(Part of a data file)
+++

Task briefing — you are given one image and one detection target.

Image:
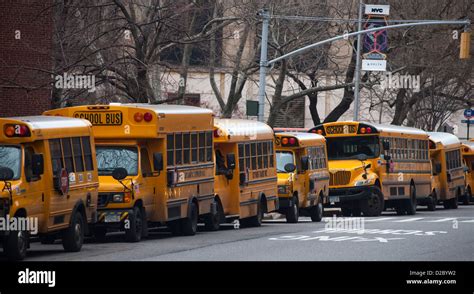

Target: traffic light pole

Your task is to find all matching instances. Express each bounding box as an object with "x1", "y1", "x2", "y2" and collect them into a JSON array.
[{"x1": 258, "y1": 15, "x2": 471, "y2": 122}]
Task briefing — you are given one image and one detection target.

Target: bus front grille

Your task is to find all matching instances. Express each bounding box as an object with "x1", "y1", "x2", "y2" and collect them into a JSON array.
[{"x1": 329, "y1": 171, "x2": 351, "y2": 186}]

+++

Substitute "object class" for "detection target" throughout the lines above and write them out again with everything else unchanged, leaving the pictures out.

Task briefing — you are given one image and one object class.

Image:

Target: traffic light pole

Your task is to find all matching instances. Express each bounding box as an object with "x1", "y1", "x2", "y2" and collect them into a JSON array.
[{"x1": 258, "y1": 15, "x2": 471, "y2": 122}]
Task briefing — you are given one image and one object class.

Target: bus front grille

Your task is to find all matching instances. Express each bounding box as an object with "x1", "y1", "x2", "y2" and collect them into a JSON array.
[{"x1": 329, "y1": 171, "x2": 351, "y2": 186}]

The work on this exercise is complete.